Task objective
Reproduce verbatim the part of the Docker deployment guide below, starting with "Quick Start (Development)¶" and going on through "(required for secrets)".

Passage provided
####################
Docker Deployment¶
Deploy SolanaLM using Docker and Docker Compose.
Prerequisites¶
- Docker 20.10+
- Docker Compose 2.0+
- 8GB+ RAM
- GPU support (optional, requires NVIDIA Container Toolkit)
Quick Start (Development)¶
# Clone the repository
git clone https://github.com/solanalm/solanalm.git
cd solanalm
# Start development services
docker-compose -f docker/docker-compose.yml up -d
# Check status
docker-compose -f docker/docker-compose.yml ps
# View logs
docker-compose -f docker/docker-compose.yml logs -f
Production Deployment¶
For production, use the dedicated production Docker Compose with TLS and secrets:
# Initialize Docker Swarm (required for secrets)
docker swarm init
# Create secrets
echo "your-secure-jwt-secret-at-least-32-chars" | docker secret create jwt_secret -
echo "your-secure-admin-api-key-at-least-32-chars" | docker secret create admin_api_key -
echo "postgres-password" | docker secret create postgres_password -
# Create treasury wallet
solana-keygen new -o treasury-keypair.json --no-bip39-passphrase
cat treasury-keypair.json | docker secret create treasury_keyfile -
# Set up TLS (place certificates in docker/nginx/ssl/)
# - fullchain.pem
# - privkey.pem
# Deploy production stack
docker stack deploy -c docker/docker-compose.production.yml solanalm
# Or use docker-compose (less secure - secrets as env vars)
####################
Pointing records
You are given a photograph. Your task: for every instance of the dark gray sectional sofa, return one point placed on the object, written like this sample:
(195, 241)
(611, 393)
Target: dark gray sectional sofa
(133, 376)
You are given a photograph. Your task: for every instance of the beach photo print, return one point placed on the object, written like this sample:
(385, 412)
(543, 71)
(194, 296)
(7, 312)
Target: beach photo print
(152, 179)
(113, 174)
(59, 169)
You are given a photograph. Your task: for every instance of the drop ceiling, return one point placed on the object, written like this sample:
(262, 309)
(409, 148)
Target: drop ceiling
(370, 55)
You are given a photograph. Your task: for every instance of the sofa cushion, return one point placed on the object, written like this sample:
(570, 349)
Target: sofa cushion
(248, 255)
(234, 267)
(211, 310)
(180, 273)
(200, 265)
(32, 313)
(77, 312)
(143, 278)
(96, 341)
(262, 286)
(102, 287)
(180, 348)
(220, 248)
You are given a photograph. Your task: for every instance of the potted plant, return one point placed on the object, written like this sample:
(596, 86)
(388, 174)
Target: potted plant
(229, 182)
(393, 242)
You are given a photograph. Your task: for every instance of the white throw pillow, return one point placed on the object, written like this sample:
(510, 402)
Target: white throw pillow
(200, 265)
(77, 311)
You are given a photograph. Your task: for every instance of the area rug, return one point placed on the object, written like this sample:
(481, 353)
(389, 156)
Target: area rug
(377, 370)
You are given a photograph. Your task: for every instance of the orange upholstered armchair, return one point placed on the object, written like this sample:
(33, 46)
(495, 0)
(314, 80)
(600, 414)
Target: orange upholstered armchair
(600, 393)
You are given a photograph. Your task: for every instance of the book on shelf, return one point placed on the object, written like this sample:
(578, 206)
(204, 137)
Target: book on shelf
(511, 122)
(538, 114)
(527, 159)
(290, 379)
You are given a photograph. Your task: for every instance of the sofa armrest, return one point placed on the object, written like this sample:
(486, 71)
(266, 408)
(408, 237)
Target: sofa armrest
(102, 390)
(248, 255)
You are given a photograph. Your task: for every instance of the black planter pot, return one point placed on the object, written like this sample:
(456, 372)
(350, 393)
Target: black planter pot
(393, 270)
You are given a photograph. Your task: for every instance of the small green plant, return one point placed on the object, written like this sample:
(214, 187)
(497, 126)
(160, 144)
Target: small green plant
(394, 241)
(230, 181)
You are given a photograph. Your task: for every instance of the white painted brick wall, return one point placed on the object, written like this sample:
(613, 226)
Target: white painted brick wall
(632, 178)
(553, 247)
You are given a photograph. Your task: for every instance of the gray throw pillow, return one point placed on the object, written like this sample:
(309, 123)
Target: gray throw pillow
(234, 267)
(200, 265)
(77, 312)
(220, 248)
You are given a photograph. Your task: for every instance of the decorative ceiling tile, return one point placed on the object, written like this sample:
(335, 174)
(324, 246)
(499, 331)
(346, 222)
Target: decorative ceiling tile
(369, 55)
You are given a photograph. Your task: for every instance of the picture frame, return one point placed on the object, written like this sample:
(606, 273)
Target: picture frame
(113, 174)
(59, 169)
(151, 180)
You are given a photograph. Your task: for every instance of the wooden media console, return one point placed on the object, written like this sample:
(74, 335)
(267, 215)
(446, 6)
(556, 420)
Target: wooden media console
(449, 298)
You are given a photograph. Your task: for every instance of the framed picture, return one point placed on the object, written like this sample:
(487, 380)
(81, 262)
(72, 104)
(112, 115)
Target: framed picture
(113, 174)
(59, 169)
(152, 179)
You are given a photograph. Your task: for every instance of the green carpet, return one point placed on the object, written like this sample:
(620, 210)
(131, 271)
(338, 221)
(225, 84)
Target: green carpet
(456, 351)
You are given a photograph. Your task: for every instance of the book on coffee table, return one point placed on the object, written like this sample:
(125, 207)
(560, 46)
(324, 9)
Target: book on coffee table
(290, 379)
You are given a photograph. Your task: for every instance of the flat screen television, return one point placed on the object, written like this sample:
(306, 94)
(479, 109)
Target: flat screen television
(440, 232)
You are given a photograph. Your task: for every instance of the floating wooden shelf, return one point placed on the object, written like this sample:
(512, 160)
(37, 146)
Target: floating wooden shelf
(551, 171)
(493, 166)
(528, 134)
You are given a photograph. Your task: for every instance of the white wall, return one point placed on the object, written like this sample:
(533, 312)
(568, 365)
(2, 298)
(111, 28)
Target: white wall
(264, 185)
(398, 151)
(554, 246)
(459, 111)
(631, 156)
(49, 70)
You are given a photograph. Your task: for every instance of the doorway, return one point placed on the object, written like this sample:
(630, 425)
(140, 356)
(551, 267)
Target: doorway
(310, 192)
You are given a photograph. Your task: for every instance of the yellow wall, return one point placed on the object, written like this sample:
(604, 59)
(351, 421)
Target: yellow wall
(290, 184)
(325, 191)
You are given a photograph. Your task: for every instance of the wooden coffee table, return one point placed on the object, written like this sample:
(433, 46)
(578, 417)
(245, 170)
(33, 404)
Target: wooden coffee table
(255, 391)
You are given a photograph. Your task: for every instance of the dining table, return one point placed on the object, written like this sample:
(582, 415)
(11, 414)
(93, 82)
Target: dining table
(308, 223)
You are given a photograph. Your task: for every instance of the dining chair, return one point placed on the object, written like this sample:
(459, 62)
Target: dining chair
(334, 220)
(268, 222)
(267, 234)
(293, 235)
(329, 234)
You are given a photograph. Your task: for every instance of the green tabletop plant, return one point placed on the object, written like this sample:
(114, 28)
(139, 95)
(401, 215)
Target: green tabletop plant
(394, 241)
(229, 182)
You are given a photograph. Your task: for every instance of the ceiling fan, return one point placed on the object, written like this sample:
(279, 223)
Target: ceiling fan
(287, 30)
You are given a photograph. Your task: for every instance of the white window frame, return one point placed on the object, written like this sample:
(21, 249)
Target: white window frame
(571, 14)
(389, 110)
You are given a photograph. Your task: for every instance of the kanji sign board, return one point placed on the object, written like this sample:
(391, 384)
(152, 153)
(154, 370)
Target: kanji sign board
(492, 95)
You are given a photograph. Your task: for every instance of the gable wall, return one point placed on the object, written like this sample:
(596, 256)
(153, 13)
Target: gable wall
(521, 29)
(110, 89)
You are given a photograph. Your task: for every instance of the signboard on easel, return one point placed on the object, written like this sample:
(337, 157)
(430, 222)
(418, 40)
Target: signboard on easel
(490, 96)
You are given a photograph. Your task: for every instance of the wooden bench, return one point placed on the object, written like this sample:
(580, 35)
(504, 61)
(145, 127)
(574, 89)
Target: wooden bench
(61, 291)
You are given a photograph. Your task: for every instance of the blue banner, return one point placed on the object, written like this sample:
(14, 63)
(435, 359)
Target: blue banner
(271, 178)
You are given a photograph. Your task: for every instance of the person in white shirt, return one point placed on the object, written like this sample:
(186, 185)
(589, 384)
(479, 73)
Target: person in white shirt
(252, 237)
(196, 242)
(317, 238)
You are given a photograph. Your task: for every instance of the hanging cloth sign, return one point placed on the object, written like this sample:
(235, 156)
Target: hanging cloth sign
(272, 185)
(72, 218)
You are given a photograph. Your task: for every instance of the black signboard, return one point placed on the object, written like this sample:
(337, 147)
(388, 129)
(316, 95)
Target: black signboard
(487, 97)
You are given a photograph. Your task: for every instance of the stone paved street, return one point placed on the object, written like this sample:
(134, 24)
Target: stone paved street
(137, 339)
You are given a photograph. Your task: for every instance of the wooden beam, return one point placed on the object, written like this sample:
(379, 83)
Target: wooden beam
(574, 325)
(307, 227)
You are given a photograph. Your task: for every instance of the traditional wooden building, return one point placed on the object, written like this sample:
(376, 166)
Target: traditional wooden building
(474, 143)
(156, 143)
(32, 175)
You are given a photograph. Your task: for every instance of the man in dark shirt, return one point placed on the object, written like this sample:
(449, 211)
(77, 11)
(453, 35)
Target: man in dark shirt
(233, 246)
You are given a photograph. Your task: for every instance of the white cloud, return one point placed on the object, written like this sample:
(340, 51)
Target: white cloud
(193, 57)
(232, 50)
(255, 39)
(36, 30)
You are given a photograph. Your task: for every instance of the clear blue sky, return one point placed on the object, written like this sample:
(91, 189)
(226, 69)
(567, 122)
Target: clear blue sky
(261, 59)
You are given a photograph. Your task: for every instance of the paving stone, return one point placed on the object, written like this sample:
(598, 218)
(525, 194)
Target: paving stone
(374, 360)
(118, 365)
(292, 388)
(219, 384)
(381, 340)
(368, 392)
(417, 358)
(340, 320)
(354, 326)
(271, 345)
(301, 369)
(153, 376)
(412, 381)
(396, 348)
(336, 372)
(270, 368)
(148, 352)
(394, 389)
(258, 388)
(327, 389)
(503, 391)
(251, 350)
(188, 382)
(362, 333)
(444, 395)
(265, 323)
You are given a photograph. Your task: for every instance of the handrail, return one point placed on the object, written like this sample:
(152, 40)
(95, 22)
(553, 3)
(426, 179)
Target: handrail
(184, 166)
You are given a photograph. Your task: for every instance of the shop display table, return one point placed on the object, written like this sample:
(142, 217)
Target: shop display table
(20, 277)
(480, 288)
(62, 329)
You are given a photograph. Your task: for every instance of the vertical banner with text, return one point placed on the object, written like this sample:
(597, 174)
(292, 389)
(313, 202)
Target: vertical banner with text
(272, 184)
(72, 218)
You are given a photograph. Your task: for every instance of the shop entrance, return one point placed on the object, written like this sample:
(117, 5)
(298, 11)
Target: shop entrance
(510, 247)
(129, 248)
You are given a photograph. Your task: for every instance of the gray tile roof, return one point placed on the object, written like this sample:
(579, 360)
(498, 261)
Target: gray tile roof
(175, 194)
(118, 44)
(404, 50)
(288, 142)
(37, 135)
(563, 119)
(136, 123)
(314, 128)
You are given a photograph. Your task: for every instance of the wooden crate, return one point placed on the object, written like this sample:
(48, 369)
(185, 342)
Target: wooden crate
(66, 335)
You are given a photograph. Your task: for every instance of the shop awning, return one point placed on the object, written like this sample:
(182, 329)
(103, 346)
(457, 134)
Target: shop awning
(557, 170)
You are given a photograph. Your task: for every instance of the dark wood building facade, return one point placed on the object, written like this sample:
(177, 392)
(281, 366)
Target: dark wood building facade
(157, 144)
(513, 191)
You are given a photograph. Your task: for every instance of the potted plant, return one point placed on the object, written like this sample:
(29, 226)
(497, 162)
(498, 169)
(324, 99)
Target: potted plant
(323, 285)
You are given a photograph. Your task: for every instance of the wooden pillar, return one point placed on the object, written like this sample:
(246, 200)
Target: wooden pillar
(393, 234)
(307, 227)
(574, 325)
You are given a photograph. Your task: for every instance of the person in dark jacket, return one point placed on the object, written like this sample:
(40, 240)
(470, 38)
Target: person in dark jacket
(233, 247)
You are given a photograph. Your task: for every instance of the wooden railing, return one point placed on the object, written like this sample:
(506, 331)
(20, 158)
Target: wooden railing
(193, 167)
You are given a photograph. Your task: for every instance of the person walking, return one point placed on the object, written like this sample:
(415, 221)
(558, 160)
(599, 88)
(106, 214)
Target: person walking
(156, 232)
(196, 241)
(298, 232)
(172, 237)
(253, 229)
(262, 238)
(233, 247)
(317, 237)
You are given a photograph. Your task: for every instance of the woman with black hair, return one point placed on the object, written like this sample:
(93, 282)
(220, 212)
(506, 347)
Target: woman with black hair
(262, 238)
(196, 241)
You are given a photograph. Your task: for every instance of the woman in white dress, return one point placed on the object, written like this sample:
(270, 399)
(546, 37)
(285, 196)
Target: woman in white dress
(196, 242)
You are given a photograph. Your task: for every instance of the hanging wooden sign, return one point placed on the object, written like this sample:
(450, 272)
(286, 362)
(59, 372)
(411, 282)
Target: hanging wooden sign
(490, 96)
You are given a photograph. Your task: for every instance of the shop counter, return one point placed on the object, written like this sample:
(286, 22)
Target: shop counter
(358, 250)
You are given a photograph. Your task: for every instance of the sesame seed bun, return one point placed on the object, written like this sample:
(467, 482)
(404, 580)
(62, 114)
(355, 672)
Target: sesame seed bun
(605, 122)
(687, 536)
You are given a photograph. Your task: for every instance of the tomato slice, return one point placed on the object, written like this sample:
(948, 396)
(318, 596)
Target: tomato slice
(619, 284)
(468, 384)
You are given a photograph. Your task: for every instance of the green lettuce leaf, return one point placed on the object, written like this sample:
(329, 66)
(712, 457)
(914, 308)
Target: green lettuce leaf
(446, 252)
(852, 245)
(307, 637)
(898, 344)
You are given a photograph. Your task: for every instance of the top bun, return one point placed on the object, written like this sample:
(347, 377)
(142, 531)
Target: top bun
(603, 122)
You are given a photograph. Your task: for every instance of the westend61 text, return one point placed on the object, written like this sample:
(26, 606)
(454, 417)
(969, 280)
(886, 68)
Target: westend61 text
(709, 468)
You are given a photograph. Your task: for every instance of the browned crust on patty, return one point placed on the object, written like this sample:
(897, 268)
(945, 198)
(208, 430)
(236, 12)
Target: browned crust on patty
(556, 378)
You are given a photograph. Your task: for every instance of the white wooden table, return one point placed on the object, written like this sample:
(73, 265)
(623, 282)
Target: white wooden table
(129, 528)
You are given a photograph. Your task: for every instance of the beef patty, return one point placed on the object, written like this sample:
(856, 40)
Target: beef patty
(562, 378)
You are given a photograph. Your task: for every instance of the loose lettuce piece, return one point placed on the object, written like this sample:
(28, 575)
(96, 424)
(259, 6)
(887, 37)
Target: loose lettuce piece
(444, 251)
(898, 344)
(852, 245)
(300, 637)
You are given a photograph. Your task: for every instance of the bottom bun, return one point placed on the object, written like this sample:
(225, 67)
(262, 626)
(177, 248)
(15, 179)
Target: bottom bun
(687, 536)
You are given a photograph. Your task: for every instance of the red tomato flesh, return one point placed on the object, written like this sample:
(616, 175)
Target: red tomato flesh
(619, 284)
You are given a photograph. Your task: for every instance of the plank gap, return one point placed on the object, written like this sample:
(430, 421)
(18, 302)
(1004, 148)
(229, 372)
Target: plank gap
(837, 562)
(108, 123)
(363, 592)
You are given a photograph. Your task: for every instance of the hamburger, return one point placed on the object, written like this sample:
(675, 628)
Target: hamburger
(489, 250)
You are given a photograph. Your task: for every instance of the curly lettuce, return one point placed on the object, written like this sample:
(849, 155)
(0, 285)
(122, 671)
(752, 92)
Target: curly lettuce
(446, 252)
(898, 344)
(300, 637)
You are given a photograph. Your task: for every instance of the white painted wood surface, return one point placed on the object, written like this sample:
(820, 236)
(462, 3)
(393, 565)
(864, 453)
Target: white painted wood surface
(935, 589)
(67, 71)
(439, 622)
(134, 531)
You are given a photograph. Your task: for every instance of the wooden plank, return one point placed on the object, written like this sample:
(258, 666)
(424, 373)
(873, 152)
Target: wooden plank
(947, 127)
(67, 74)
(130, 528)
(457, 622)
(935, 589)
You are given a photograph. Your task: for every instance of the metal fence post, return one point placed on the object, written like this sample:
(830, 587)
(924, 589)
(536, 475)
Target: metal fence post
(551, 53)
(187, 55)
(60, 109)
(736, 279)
####################
Answer for the task
Quick Start (Development)¶
# Clone the repository
git clone https://github.com/solanalm/solanalm.git
cd solanalm
# Start development services
docker-compose -f docker/docker-compose.yml up -d
# Check status
docker-compose -f docker/docker-compose.yml ps
# View logs
docker-compose -f docker/docker-compose.yml logs -f
Production Deployment¶
For production, use the dedicated production Docker Compose with TLS and secrets:
# Initialize Docker Swarm (required for secrets)